Detection annotation records:
--

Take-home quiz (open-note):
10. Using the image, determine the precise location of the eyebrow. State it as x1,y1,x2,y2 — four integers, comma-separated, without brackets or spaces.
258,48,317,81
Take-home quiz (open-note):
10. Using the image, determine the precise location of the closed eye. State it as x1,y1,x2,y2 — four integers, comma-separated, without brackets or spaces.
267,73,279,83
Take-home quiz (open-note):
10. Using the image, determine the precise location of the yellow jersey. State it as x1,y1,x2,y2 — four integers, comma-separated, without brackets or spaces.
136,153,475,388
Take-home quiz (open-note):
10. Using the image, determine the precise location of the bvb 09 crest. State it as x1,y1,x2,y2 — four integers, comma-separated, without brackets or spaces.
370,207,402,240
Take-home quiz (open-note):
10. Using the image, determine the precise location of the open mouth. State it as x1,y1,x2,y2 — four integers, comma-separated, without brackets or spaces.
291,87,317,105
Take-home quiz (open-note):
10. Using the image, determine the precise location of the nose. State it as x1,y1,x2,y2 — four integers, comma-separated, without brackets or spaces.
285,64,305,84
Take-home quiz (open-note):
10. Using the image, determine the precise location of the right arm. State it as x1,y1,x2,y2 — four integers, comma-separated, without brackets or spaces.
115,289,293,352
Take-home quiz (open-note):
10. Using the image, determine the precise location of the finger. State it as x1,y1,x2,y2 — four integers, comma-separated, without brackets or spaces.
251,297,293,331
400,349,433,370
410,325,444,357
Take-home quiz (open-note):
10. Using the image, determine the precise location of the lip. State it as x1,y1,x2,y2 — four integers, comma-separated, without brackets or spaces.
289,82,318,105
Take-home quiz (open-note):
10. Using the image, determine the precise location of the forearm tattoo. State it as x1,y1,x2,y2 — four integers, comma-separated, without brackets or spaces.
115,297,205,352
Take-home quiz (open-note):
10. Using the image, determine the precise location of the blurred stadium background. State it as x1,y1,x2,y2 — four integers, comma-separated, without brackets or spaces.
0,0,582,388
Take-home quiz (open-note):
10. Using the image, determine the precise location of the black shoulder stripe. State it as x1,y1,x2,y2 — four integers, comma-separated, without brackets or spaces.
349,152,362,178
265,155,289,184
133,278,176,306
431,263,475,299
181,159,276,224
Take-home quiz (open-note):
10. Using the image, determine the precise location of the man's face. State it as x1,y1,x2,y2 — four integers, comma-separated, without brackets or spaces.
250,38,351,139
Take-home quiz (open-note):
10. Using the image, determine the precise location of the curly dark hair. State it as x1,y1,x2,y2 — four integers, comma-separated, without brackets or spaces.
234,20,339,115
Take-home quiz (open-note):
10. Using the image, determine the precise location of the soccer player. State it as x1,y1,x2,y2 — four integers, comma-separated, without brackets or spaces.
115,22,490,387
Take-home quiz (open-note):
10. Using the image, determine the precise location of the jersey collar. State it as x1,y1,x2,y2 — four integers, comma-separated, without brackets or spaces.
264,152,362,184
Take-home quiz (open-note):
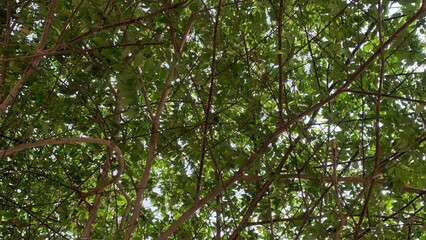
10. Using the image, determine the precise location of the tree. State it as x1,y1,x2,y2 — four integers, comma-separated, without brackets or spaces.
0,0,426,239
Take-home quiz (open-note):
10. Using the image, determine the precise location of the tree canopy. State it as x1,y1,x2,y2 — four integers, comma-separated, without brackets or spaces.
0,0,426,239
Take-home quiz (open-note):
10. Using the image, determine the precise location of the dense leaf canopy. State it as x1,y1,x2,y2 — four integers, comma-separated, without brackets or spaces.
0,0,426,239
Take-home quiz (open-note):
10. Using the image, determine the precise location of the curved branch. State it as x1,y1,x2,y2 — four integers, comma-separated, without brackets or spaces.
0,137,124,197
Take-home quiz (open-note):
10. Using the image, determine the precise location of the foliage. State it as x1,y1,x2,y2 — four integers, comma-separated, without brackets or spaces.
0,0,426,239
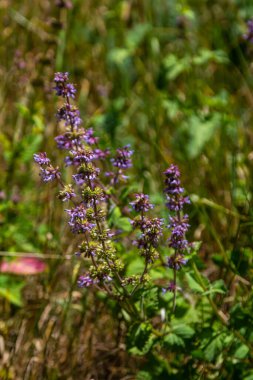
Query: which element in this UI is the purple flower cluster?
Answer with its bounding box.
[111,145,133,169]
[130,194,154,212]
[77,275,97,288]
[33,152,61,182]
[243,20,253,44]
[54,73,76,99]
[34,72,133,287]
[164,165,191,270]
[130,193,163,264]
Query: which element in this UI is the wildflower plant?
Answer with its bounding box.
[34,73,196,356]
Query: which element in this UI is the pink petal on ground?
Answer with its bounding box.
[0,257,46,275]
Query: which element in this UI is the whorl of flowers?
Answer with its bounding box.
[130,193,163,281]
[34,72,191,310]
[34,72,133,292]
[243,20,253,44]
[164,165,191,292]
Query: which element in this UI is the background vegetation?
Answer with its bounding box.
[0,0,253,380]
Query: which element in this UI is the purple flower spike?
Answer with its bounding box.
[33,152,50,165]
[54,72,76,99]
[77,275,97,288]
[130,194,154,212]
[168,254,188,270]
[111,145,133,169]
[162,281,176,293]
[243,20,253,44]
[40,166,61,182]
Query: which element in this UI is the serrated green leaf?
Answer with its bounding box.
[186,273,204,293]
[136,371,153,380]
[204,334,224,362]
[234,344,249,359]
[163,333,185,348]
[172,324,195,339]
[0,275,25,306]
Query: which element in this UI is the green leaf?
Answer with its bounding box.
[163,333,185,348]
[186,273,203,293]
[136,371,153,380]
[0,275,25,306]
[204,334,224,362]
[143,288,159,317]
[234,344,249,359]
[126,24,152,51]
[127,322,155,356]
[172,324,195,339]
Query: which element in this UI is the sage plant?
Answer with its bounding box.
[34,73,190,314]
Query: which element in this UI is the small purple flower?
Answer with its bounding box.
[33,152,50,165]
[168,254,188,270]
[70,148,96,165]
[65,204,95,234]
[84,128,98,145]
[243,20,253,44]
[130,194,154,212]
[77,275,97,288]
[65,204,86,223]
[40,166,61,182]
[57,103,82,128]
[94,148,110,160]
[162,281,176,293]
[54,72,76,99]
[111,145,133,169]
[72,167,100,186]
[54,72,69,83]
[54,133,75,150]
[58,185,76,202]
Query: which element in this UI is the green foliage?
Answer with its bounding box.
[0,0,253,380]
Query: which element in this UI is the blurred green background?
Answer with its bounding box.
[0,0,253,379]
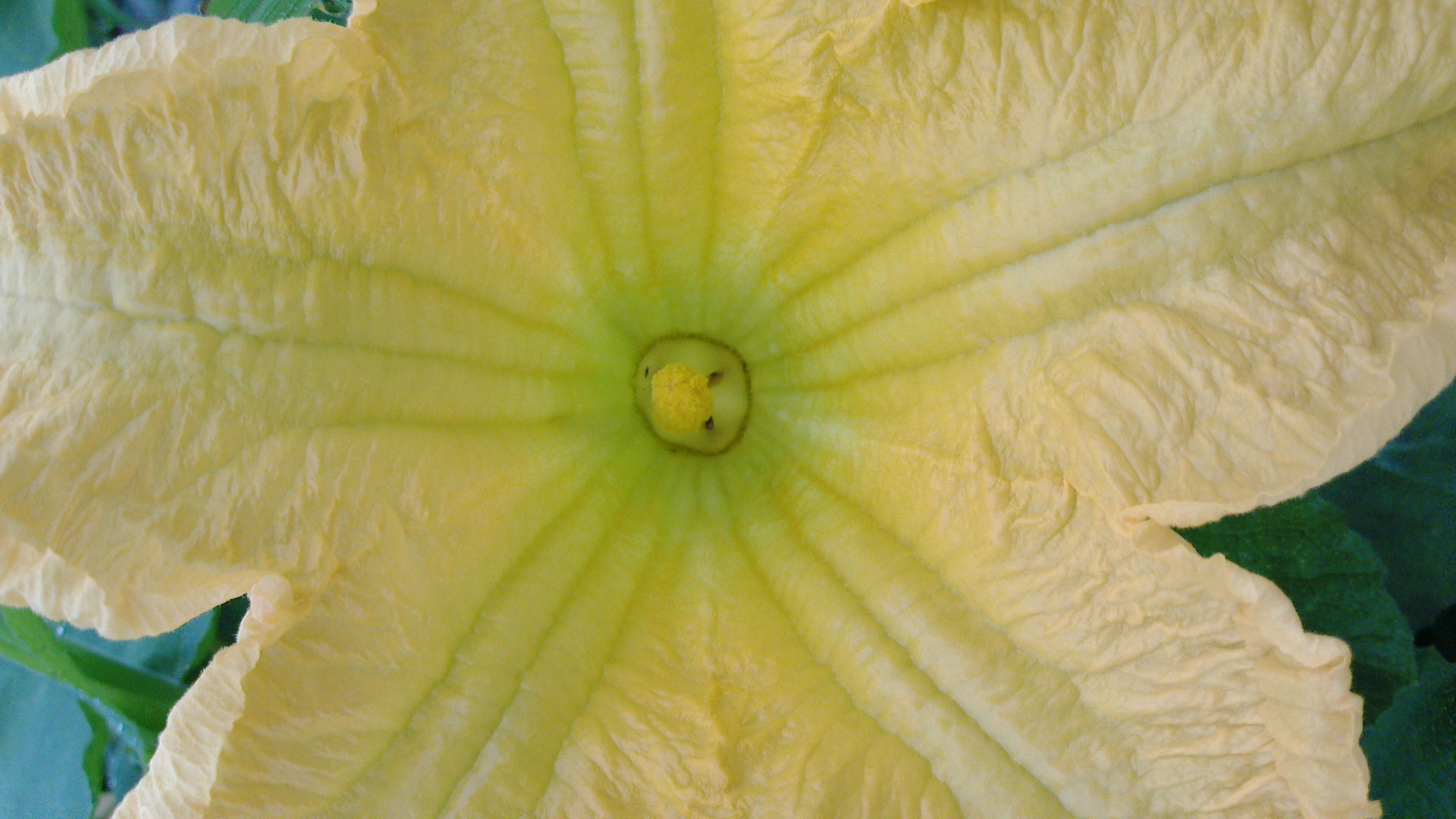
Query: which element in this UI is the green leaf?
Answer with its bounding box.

--

● Work to complete
Reproduce all of the records above, swapping every occurrence of "precise location" for "exact position" and leaving everything else unchanged. Omit the pictures from your output.

● Correct result
Take-home quiz (open-note):
10. Using the image, determine the exact position of the eyebrow. State it as x1,y1,x2,y2 — four integers, comma-separated, without brackets or spaces.
258,48,317,81
Take-home quiz (open-note):
10. Using the image, determine the exact position of the closed eye. State it as x1,y1,x2,y2 — four integers, comma-separated, without brackets or spaces.
267,73,279,83
Take-home quiz (open-note):
10. Using the image, determine the exact position of the yellow jersey. State it as x1,y1,x2,y2 — four integers, comma-separated, without brackets or spaces.
136,153,475,388
Take-home quiz (open-note):
10. Using the image, determine the exact position of the bvb 09 crest. State it as x1,y1,x2,y2 — four integers, comma-separated, without brackets or spaces.
370,207,402,240
Take-home quiz (open-note):
10. Using the image, determine the exact position of the open mouth. State it as x1,y1,x2,y2 — four integers, comma-separated, without brackets or spaces.
291,87,317,105
Take-home quiz (open-note):
10. Using the image, determine the exact position of the nose. State it as x1,y1,x2,y2 — four integers, comma-separated, without brackets or spaces.
285,64,305,84
Take-home quiz (open-note):
10. Using the image, determine the exact position of the right arm. State it as x1,y1,x2,y2 — four integers, comma-separated, without brackets or spaces.
115,289,293,352
Take-home quiz (open-note):
10. Using the image, determine the exact position of the finger. State it as x1,y1,x2,y2 — four integers, comma-separated, without brackets or spaces.
251,297,293,331
400,349,433,370
410,325,444,357
Take-home quiz (open-note):
10. Using the image, determine the exact position of the lip. State it as x1,y1,x2,y2 — four integers, comma-separated, without brackets or spaces.
289,82,318,105
Take-home quiz (open-note):
10. Using the image, determine the exact position of the forearm tattoo. State it as x1,y1,x2,y2 — four integers, comma-separated, without brackets or spaces.
115,297,205,352
Take-home quiz (open-note):
10. Using the image, determine the exact position of the blurred stadium background. State it as x1,y1,x2,y2 — four integers, comma-separated, without brackets or spaces.
0,0,582,388
Take-home quiz (open-note):
10. Using the image, determine the exact position of the black shoulder stripe. State it as x1,y1,x2,y2 — four integers, comma-separated, without brackets or spaces.
349,152,362,178
265,155,289,184
133,278,176,306
431,263,475,299
181,159,276,224
Take-home quiz (open-note):
10. Using the image, determine the exact position of the man's face. State it as x1,y1,x2,y2 — four integers, comma-separated, without brackets or spaces.
250,38,351,139
Take-home quiz (open-note):
10. Using the image, determine the exact position of the curly dark hair. State it as x1,y1,x2,y2 — four integers, comma-separated, without brackets or spaces.
234,20,339,115
Take-home quiz (open-note):
10. Using the image, determine the exact position of the soccer player. State it as x1,y1,x2,y2 — four integers, comma-separated, without brackets or spaces.
115,22,490,387
Take-home quiz (open-note):
10. Using the image, determine the exact position of the jersey collar. State it as x1,y1,x2,y2 — four integers, comma-separated, without brackets or spaces.
264,152,362,184
Take-home quiz (open-note):
10. Using the image, determine the exact position of the tree. State it as x1,y1,x2,y2 — four integers, comma-separated, without brackets or spaces.
0,0,426,239
Take-home quiz (open-note):
10. Using the image, determine the exact position of the tree canopy. State it as x1,y1,x2,y2 — four integers, comma-separated, without brackets or spaces.
0,0,426,239
Take-home quiz (open-note):
10. Using the image, determine the exact position of the dense leaf canopy. State it as x1,y1,x2,y2 — four integers, comma-separated, without brackets or spaces.
0,0,426,239
Take-home quiz (open-note):
10. Using the image, determine the exact position of the curved branch. State it as x1,y1,x2,y2 — four integers, comma-separated, without brackets or spaces.
0,137,124,197
Take-home quiz (open-note):
10. Using the image, determine the exact position of the foliage. State it as x1,y1,x2,y2 — four integers, comma-separated, without brackets or spaces.
0,0,426,239
Query: which element in this UI is the purple flower cluster?
Answer with its bounding box.
[111,145,133,169]
[130,194,154,212]
[77,275,97,288]
[33,152,61,182]
[243,20,253,44]
[54,73,76,99]
[34,72,133,287]
[164,165,191,270]
[130,193,163,264]
Query: which element in this UI is the wildflower plant?
Answer with its bounding box.
[34,73,196,356]
Query: which element in this UI is the pink petal on ground?
Answer with its bounding box.
[0,257,46,275]
Query: which element in this UI is the whorl of flowers?
Answer with its bounding box.
[130,193,163,281]
[34,72,191,310]
[34,72,133,292]
[243,20,253,44]
[164,165,191,292]
Query: which element in this UI is the background vegetation?
Answer with its bounding box.
[0,0,253,380]
Query: which element in this UI is the purple flower spike?
Answer with its bounding box.
[33,152,50,165]
[54,72,76,99]
[77,275,97,288]
[130,194,154,212]
[168,254,188,270]
[111,145,133,169]
[162,281,176,293]
[243,20,253,44]
[40,166,61,182]
Query: which element in this UI is the serrated green leaf?
Answer with its bounding box.
[186,273,204,293]
[136,371,153,380]
[204,334,224,362]
[234,344,249,359]
[163,333,185,348]
[172,324,195,339]
[0,275,25,306]
Query: which element in this UI is the green leaf?
Answer with its bounding box.
[163,333,185,348]
[186,273,203,293]
[136,371,153,380]
[0,275,25,306]
[204,334,224,362]
[143,288,159,317]
[234,344,249,359]
[126,24,152,51]
[127,322,155,356]
[172,324,195,339]
Query: which element in this UI is the sage plant?
Answer with its bounding box.
[34,73,190,314]
Query: which element in this UI is the small purple flower?
Answer with its bounding box.
[33,152,50,165]
[168,254,188,270]
[70,148,96,165]
[65,204,95,234]
[84,128,98,145]
[243,20,253,44]
[130,194,154,212]
[77,275,97,288]
[65,204,86,223]
[40,166,61,182]
[57,103,82,128]
[94,148,110,160]
[162,281,176,293]
[54,72,76,99]
[111,145,133,169]
[72,167,100,186]
[54,72,69,83]
[54,133,75,150]
[58,185,76,202]
Query: which element in this UI is the green foliage?
Answer with its bounding box.
[0,0,253,380]
Query: which element in this UI is the blurred green background?
Answer with its bounding box.
[0,0,253,379]
Query: which element in this UI is the green leaf?
Answer with its bounding box.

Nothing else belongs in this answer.